### [Description of the task]
Write out, unaltered, each line from the top of the records below down to the line where "positive clicks: (352, 12)" appears, that line included.

(Dataset excerpts)
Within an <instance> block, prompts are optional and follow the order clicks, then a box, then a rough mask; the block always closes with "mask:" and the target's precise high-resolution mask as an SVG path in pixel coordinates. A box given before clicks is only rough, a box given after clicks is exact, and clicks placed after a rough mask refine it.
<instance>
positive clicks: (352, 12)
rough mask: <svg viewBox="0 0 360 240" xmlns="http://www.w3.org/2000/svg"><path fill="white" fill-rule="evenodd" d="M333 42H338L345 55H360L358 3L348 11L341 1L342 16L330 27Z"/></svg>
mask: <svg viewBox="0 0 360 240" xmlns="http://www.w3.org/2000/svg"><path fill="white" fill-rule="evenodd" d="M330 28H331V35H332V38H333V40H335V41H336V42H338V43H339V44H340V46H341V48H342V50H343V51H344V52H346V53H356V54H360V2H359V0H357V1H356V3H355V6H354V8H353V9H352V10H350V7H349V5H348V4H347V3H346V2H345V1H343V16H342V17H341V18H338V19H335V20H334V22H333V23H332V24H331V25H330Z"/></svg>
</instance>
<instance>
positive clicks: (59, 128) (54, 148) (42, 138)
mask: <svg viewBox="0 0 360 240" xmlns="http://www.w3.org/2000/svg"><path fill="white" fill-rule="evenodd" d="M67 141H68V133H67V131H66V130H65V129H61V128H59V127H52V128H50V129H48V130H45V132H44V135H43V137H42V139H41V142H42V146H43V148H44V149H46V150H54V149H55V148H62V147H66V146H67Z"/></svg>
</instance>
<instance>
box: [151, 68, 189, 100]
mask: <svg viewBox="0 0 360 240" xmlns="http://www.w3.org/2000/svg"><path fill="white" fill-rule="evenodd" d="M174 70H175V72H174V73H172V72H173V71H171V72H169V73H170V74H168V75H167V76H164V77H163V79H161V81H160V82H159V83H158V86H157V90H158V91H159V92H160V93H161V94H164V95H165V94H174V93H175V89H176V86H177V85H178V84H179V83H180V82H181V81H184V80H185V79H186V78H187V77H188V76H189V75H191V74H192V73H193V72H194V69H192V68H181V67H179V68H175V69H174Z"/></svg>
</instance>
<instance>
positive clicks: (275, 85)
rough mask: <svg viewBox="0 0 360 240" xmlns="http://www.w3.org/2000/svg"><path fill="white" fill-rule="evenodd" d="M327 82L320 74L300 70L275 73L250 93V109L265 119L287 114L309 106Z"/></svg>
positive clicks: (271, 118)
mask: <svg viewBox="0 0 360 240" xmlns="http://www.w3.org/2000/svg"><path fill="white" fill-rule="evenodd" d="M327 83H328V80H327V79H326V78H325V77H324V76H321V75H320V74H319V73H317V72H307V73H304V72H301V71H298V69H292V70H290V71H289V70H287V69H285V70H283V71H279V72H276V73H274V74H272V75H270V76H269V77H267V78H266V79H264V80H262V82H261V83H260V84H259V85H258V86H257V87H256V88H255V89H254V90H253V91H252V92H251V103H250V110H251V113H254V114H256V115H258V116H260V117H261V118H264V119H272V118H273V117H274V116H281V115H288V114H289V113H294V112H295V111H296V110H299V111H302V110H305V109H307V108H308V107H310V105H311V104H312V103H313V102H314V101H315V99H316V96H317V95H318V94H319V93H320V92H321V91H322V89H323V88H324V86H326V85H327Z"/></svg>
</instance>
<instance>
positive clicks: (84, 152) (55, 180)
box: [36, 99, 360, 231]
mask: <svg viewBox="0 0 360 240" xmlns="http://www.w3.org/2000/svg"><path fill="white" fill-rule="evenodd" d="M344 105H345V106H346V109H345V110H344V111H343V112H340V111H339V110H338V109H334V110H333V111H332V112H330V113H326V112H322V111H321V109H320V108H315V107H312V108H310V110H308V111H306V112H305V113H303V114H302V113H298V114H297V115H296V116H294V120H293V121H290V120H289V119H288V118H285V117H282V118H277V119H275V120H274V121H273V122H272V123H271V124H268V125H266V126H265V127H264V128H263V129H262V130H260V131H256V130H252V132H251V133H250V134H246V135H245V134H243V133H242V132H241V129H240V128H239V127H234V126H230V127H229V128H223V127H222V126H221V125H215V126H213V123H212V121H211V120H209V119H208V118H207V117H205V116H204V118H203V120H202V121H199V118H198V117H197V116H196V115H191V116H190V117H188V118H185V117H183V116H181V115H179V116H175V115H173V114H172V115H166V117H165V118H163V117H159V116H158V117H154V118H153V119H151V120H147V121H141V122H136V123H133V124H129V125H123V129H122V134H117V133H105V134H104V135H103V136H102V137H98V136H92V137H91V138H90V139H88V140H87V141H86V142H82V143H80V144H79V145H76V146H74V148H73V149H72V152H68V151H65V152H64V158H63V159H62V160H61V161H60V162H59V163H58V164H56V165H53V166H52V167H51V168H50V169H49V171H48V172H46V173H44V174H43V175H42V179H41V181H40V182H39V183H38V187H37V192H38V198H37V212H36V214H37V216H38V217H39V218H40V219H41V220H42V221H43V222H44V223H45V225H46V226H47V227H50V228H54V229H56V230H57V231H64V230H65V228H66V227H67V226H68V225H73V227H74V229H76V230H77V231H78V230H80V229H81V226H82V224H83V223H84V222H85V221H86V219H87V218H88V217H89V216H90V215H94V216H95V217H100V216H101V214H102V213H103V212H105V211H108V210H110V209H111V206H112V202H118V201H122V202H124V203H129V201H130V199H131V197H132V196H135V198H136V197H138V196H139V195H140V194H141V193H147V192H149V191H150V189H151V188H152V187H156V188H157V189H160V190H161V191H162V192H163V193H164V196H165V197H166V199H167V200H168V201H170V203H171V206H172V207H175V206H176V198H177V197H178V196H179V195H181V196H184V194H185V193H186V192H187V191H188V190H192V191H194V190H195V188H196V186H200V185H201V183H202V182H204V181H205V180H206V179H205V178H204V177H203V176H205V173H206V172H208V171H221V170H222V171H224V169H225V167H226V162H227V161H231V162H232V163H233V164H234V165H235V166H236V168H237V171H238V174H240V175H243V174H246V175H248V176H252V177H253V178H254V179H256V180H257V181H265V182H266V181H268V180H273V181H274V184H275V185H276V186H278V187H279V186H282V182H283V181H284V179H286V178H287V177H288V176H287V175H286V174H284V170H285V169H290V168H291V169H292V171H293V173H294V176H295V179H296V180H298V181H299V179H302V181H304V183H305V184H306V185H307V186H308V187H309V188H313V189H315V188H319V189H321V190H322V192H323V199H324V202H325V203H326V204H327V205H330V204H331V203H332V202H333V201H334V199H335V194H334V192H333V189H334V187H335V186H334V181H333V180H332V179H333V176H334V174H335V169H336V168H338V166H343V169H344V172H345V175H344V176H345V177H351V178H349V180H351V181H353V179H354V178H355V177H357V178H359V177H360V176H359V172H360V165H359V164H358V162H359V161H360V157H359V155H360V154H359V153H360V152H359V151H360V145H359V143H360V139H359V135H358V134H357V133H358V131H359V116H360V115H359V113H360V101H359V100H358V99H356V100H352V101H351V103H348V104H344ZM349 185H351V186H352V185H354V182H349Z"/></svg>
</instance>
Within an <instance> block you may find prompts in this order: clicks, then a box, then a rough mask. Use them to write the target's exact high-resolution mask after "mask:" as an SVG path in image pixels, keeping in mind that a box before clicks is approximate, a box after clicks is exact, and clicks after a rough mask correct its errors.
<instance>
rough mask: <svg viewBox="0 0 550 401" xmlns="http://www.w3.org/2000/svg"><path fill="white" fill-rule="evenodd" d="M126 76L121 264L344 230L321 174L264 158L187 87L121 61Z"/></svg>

### [Reply]
Within an <instance> block, prompts are optional and follow the order clicks, then a box, then a rough mask; the block always closes with "mask:" and the target's precise high-resolution mask as an SVG path in pixel coordinates. A box given before clicks is only rough, a box given after clicks is exact, and clicks placed after a rough mask refine it.
<instance>
positive clicks: (352, 12)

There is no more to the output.